- **Written task**
Output the listing below word for word, leaving out the pictures.

Stored data:
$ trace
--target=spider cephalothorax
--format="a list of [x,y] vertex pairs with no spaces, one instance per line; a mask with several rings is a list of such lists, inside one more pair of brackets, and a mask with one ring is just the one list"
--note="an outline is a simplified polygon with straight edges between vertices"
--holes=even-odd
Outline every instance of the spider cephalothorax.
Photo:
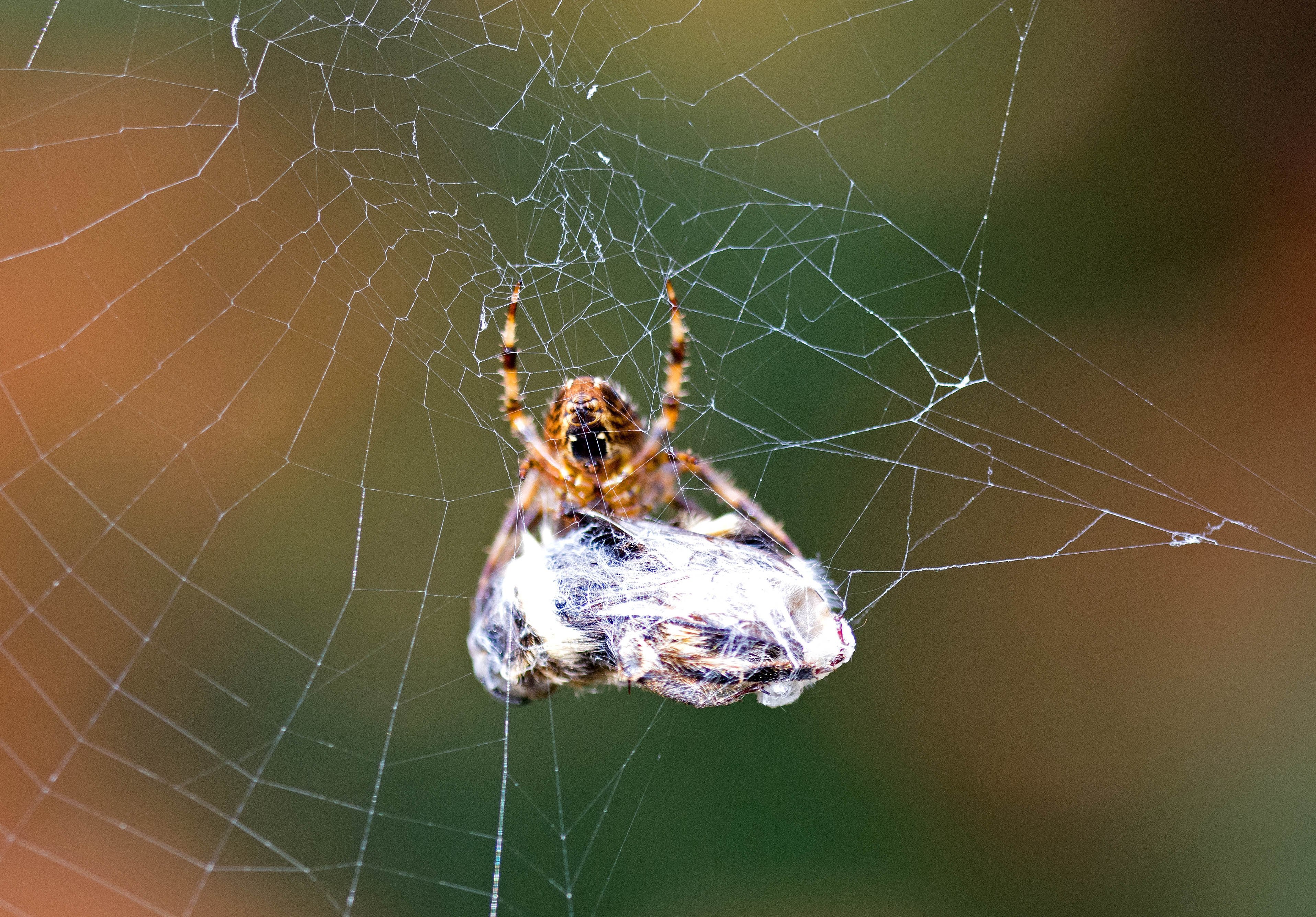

- **Written reply**
$ trace
--target=spider cephalothorax
--format="a list of [x,y] vertex pairs with no spaces, one instance per line; a mask with several rings is a list of such lists, inside one more pair of brackets, and a mask with one ring is just the one list"
--note="an outline is a simplified polygon with straight edges between vertices"
--holes=even-odd
Outline every instance of the spider cephalothorax.
Photo:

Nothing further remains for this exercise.